«¿Te llamas Boi?» interpela extrañado uno de los personajes al protagonista de la ópera prima de Jorge M. Fontana. Un instante puntual y una cuestión a priori sin peso alguno, que emerge intencionadamente ante la figura de un individuo cuya aparente normalidad linda con escenarios cada vez más ilusorios, imbuidos en una irrealidad desde la que expandir una visión genérica pero, ante todo, otorgar los estímulos necesarios frente a esa dimensión más personal del universo del protagonista. Y es que Boi, lejos de su condición como personaje, brota como estado, como una suerte de reflejo de aquello que internamente debe hacerle avanzar, mientras sus motivos y metas van quedando dirimidos a lo largo de su particular periplo. Es, de hecho, uno de los últimos diálogos del film, en el que Boi admite haber estado «bastante tranquilo» a raíz de su nuevo trabajo como chófer, donde se produce una ruptura necesaria entre la propia realidad del personaje, su recoveco más íntimo —que se evidencia de la forma más vivaz en la imagen de una puerta entreabierta y unos pies asomando al borde de una cama—, y esa ficción que parece estar cimentada como respuesta ante un momento repleto de incertezas. De ese modo, la construcción que el cineasta español va levantando paulatinamente, otorgando una gradación genérica que nos lleva del contexto dramático inicial, salpicado por momentos humorísticos —donde también se percibe un cierto espectro de la realidad social y del momento en el que Boi intenta progresar—, a una singular inmersión en el thriller —bordeando el neo-noir—, réplica a una circunstancia que se extiende más allá de la propia razón.
En ese sentido, no es de extrañar el contraste que establece Jorge M. Fontana entre el universo inherente a Boi y los que serán, a lo largo del transcurso del relato, sus clientes, Michael y Gordon, dos empresarios asiáticos que llegarán a Barcelona para cerrar un acuerdo. La apariencia de ambos, con esos trajes como santo y seña, e incluso en algún momento la actitud mostrada —Gordon será, en un principio, más riguroso y exigente con el protagonista, cuyo primer contacto sucederá tras haber llegado él tarde a la cita (quizá ya un primer pespunte sobre el camino que debe recorrer como adulto, cuyas responsabilidades ha de asumir)—, se encuentra con la óptica desprendida, desprovista de gravedad —algo que el director refuerza a la perfección con esos instantes cómicos, como la aparición del taxista, o la singular conversa sobre cafés en el bar, todo introducido desde la perspectiva de Boi—, de un muchacho que no sabe muy bien cuáles serán sus próximos pasos, pero que halla en cada espacio y diálogo un pequeño lugar para la reacción —las conversaciones con Mou marcan, en ese aspecto, la aparición de una percepción diferente que se irá abriendo paso en su senda—. El coche conducido por Boi, se manifiesta pues como un escenario distintivo, desde el que la realidad, si bien continúa aportando matices en torno a lo social, adquiere unas extrañas propiedades; aunque no tanto por la aparición de esos agentes externos en forma de clientes a los que el protagonista llevará de un lado a otro, o como respuesta ante un nuevo contexto como es el de ese trabajo recién conseguido, sino mediante el prisma que irá adquiriendo su mirada. Como si al fin y al cabo cada nuevo lugar no fuese más que el modo idóneo desde el cual ir aprehendiendo un proceso de maduración tan inevitable como esencial en su periplo.

:: TAREA ::
Resume en dos oraciones la crítica sobre la ópera prima de Jorge M. Fontana.

Registros almacenados

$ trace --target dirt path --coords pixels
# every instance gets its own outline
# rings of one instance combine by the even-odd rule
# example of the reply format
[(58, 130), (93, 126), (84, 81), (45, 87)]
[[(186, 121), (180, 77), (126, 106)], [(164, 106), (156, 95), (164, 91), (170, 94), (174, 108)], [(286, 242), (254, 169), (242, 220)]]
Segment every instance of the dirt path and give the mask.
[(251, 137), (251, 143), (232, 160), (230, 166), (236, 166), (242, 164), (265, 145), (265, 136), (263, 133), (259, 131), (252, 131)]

:: SOLUCIÓN ::
La ópera prima de Jorge M. Fontana sigue a Boi, un muchacho que consigue un nuevo trabajo como chófer, y pasa de un contexto dramático salpicado de humor a una inmersión en el thriller que bordea el neo-noir, con escenarios cada vez más ilusorios. El director contrapone la mirada desprovista de gravedad de Boi a la de sus clientes, Michael y Gordon, dos empresarios asiáticos que llegan a Barcelona para cerrar un acuerdo, y convierte el coche en un escenario distintivo desde el que el protagonista va aprehendiendo un proceso de maduración.